## Metin Parçası

+---+

Aylin: Kulağa müthiş iyi geliyor. Bu zorlu zamanlarda hem çok verimli bir şekilde çalışmayı organize etmek, hem temasla bunu yapmak, insanları dinleyerek, sahadaki insanların ihtiyaçlarını, kadınların, çocukların, gençlerin, yaşlıların bütün göçmenlerin ihtiyaçlarını dinleyerek bunların organizasyonunda çalışmak çok değerli. Sizi de dinlerken aklıma geçenlerde karşıma çıkan,  kendisi de afet zamanlarında çok aktif olarak çalışan Amerikalı yazar Rebeca Solnit’in  Karanlıktaki Umut kitabından bir alıntı geldi. Sizinle de paylaşmak istiyorum. Belki buradan sonra da sizinle konuşur, özel deneyimleriniz ve duygu durumunuzla ilgili de konuşabiliriz diye düşündüm. Şöyle diyor Rebecca Solnit: “Felaket karşısında verilen tepkiler konusunda beni şaşırtan şey sergilenen erdem değildi. Çünkü erdem genelde özenin ve sorumluluk bilincinin bir sonucudur. Beni esas şaşırtan, ölmekten kıl payı kurtulmuş insanların anlatılarında öne çıkan, yoğun haz oldu. Her şeyini kaybetmiş, enkaz ya da harabelerde yaşayan bu insanlar diğer sağ kalanlarla el ele vererek yürüttükleri çalışmalarda failliklerini kazanmış, anlam, topluluk ve yakınlık bulmuşlardı.” Ezgi özellikle sen depremden kurtulan kadınlar, çocuklar, göçmen kadınlar, LGBTİ+larla yan yana olan biri olarak senin kurduğun temastaki gözlemlerin neler oldu? Özellikle haz konusu. Çünkü haz bu felaket durumlarında hayatta kalmanın da getirdiği ve harekette olmanın da getirdiği bir duygu olarak karşımıza çıkıyor. Senin deneyimlerin, paylaşacakların ne olur?

+---+

## Çıkarılan Kayıtlar
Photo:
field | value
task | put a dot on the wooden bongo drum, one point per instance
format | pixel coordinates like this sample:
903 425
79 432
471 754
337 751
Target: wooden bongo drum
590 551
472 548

+---+

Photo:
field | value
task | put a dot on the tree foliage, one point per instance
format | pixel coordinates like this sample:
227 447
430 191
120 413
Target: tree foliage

+---+

## Zorlu Görev
Yukarıdaki metin parçasını baştan sona, tek bir harfini bile değiştirmeden geri veriniz.

## Eksiksiz Cevap
Aylin: Kulağa müthiş iyi geliyor. Bu zorlu zamanlarda hem çok verimli bir şekilde çalışmayı organize etmek, hem temasla bunu yapmak, insanları dinleyerek, sahadaki insanların ihtiyaçlarını, kadınların, çocukların, gençlerin, yaşlıların bütün göçmenlerin ihtiyaçlarını dinleyerek bunların organizasyonunda çalışmak çok değerli. Sizi de dinlerken aklıma geçenlerde karşıma çıkan,  kendisi de afet zamanlarında çok aktif olarak çalışan Amerikalı yazar Rebeca Solnit’in  Karanlıktaki Umut kitabından bir alıntı geldi. Sizinle de paylaşmak istiyorum. Belki buradan sonra da sizinle konuşur, özel deneyimleriniz ve duygu durumunuzla ilgili de konuşabiliriz diye düşündüm. Şöyle diyor Rebecca Solnit: “Felaket karşısında verilen tepkiler konusunda beni şaşırtan şey sergilenen erdem değildi. Çünkü erdem genelde özenin ve sorumluluk bilincinin bir sonucudur. Beni esas şaşırtan, ölmekten kıl payı kurtulmuş insanların anlatılarında öne çıkan, yoğun haz oldu. Her şeyini kaybetmiş, enkaz ya da harabelerde yaşayan bu insanlar diğer sağ kalanlarla el ele vererek yürüttükleri çalışmalarda failliklerini kazanmış, anlam, topluluk ve yakınlık bulmuşlardı.” Ezgi özellikle sen depremden kurtulan kadınlar, çocuklar, göçmen kadınlar, LGBTİ+larla yan yana olan biri olarak senin kurduğun temastaki gözlemlerin neler oldu? Özellikle haz konusu. Çünkü haz bu felaket durumlarında hayatta kalmanın da getirdiği ve harekette olmanın da getirdiği bir duygu olarak karşımıza çıkıyor. Senin deneyimlerin, paylaşacakların ne olur?